Nothing but the lines from the one containing "When given an" through the last line of the data below should be returned, each exactly as it stands, pictures excluded.

------------------------------

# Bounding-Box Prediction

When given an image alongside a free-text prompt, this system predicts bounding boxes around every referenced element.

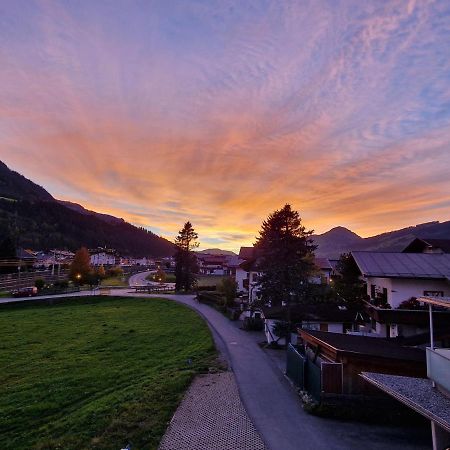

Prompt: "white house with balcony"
[362,296,450,450]
[351,251,450,338]
[352,251,450,309]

------------------------------

--- SOLUTION ---
When given an image alongside a free-text prompt, this system predicts bounding boxes around every referenced element.


Prompt: "white house with balcony"
[362,296,450,450]
[351,251,450,338]
[352,251,450,309]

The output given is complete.